■ Aim of the exercise ■
Lines from the one containing "One point marks each instance of the green lettuce" through the end of the data below are to be transcribed exactly; leave out all others.

══════

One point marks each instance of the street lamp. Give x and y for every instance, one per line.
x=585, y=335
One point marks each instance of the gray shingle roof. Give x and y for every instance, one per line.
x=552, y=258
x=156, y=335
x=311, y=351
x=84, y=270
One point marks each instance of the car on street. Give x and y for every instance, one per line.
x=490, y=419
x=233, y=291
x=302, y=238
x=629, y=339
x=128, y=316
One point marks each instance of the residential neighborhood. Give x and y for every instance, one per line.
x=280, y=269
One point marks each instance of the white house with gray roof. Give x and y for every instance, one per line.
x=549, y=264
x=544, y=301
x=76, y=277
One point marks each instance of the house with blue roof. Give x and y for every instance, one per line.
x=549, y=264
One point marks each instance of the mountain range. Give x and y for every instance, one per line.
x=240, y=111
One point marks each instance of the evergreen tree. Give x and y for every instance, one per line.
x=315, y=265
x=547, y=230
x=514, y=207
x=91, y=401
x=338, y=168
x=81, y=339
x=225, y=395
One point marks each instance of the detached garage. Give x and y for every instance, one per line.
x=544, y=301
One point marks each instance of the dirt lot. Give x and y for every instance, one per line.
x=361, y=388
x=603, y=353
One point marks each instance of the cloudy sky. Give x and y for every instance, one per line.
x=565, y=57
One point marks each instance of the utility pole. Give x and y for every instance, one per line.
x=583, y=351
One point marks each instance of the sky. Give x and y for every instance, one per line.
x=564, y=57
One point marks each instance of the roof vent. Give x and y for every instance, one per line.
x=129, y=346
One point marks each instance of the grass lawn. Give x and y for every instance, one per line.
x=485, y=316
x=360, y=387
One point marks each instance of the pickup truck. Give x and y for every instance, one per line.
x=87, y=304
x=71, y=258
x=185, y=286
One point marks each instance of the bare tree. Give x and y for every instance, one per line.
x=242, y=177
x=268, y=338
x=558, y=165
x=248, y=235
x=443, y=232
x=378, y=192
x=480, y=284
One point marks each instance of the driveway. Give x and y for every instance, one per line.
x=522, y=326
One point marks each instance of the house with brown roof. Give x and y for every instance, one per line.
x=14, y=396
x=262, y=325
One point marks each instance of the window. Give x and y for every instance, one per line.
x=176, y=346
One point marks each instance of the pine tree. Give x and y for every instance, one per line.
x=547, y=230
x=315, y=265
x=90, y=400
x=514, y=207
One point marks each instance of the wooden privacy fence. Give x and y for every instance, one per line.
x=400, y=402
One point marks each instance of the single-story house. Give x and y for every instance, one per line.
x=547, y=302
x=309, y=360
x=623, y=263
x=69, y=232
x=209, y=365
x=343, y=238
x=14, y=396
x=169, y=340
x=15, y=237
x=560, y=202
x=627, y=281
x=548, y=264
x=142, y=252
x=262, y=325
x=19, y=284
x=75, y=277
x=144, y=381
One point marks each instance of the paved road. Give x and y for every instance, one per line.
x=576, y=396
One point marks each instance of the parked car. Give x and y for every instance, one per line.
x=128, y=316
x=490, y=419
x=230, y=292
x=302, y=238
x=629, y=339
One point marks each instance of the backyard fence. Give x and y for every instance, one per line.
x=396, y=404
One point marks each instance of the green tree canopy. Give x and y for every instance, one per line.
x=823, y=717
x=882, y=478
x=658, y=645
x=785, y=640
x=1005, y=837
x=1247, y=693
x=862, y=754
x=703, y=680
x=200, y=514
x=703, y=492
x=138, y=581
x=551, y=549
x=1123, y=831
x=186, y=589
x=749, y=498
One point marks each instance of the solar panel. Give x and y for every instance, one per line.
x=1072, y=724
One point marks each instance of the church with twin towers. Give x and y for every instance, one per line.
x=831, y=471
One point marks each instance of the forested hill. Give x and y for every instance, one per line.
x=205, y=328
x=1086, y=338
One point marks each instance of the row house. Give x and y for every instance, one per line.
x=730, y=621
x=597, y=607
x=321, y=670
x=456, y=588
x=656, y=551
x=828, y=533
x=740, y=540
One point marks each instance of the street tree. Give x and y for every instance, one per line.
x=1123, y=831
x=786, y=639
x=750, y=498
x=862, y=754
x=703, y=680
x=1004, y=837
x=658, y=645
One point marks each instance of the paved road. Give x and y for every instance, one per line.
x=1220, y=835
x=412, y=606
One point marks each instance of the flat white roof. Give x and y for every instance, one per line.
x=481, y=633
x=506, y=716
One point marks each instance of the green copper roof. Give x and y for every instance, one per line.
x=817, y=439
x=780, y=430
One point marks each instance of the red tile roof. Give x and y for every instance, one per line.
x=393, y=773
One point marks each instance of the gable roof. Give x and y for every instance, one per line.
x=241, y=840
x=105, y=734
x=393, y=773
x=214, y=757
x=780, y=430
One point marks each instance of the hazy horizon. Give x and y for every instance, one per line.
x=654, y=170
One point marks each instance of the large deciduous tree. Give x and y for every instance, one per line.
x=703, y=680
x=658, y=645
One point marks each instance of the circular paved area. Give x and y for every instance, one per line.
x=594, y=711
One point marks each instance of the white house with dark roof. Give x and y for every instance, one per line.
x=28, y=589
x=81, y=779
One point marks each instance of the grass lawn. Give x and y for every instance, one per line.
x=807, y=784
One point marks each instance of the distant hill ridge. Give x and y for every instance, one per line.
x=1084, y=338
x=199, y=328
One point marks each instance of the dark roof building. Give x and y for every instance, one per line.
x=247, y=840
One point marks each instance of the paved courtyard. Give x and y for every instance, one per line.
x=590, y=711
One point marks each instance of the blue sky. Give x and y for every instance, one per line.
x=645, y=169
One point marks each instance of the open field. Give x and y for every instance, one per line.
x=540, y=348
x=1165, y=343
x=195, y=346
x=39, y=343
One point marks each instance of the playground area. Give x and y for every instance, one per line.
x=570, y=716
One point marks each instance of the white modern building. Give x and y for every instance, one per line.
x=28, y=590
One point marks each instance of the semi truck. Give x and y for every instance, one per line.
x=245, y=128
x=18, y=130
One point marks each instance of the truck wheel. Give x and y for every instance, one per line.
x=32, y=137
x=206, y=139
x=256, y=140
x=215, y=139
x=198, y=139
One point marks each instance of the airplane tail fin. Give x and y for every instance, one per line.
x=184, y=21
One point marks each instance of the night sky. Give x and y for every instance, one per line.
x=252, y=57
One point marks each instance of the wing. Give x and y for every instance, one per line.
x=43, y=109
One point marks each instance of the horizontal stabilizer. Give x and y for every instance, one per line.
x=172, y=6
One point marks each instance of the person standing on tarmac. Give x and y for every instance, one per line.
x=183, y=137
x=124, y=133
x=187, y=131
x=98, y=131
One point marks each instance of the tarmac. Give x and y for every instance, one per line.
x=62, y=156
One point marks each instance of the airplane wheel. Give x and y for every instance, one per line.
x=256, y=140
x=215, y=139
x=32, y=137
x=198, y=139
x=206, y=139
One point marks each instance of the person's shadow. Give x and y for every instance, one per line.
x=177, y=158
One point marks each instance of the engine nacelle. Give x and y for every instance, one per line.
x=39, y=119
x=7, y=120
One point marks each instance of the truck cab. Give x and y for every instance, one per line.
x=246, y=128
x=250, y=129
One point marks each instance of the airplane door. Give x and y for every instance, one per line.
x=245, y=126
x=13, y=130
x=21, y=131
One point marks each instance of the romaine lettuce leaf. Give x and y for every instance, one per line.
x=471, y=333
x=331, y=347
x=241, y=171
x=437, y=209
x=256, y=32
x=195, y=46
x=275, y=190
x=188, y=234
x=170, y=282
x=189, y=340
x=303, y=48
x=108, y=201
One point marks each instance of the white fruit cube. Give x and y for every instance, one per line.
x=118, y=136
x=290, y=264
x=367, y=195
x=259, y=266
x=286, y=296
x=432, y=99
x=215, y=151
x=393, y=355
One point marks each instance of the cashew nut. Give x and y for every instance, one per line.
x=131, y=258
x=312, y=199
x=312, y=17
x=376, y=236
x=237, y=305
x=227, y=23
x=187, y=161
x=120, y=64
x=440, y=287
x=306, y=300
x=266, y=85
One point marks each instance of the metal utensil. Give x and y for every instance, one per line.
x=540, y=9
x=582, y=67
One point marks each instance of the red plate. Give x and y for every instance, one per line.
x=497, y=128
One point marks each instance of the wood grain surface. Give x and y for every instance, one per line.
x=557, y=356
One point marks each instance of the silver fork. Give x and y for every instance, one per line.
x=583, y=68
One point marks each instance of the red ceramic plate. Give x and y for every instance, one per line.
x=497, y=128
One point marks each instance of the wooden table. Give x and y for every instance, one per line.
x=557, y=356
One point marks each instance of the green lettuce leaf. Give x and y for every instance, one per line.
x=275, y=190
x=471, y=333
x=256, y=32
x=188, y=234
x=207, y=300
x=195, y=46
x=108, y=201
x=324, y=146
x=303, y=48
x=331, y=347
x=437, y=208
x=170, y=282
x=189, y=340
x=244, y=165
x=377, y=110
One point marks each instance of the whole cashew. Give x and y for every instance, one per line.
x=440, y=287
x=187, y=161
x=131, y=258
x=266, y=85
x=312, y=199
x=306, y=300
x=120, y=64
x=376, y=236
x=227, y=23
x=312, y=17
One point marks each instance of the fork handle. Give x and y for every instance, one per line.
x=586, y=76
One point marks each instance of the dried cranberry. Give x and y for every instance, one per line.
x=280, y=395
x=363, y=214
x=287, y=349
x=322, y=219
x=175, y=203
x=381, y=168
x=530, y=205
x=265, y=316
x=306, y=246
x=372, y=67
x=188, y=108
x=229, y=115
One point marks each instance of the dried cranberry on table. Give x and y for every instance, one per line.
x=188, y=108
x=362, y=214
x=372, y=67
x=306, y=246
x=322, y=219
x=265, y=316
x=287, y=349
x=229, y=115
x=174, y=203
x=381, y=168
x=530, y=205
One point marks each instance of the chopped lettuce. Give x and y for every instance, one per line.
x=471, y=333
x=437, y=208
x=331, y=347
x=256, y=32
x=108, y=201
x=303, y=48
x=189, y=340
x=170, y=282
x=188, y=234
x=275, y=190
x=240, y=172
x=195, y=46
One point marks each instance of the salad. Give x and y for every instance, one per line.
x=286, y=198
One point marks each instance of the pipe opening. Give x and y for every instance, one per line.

══════

■ Answer ■
One point marks each instance of the green lettuce leaf. Give x and y for every instance, one per line.
x=275, y=190
x=471, y=333
x=256, y=32
x=188, y=234
x=207, y=300
x=195, y=46
x=108, y=201
x=324, y=146
x=303, y=48
x=331, y=347
x=437, y=208
x=170, y=282
x=189, y=340
x=244, y=165
x=377, y=110
One point marks each instance of the whole cashew. Give x and y for every instance, one per line.
x=440, y=287
x=187, y=161
x=131, y=258
x=266, y=85
x=312, y=199
x=306, y=300
x=120, y=64
x=376, y=236
x=227, y=23
x=312, y=17
One point marks each instance of the fork handle. Give x and y for every instance, one per line.
x=586, y=76
One point marks each instance of the dried cranberry. Give x and y for every instance, one per line.
x=280, y=395
x=363, y=214
x=287, y=349
x=322, y=219
x=175, y=203
x=381, y=168
x=530, y=205
x=265, y=316
x=306, y=246
x=372, y=67
x=188, y=108
x=229, y=115
One point marks each instance of the dried cranberry on table. Give x and y for every instance, one per line.
x=188, y=108
x=362, y=214
x=372, y=67
x=306, y=246
x=322, y=219
x=265, y=316
x=287, y=349
x=229, y=115
x=174, y=203
x=381, y=168
x=530, y=205
One point marks each instance of the chopped lettuce. Give x and y for every instance, one per line.
x=471, y=333
x=437, y=208
x=331, y=347
x=256, y=32
x=108, y=201
x=303, y=48
x=189, y=340
x=170, y=282
x=188, y=234
x=275, y=190
x=240, y=172
x=195, y=46
One point marks each instance of the salad. Give x and y for every instance, one per line.
x=286, y=198
One point marks each instance of the pipe opening. Give x and y for every instance, one per line.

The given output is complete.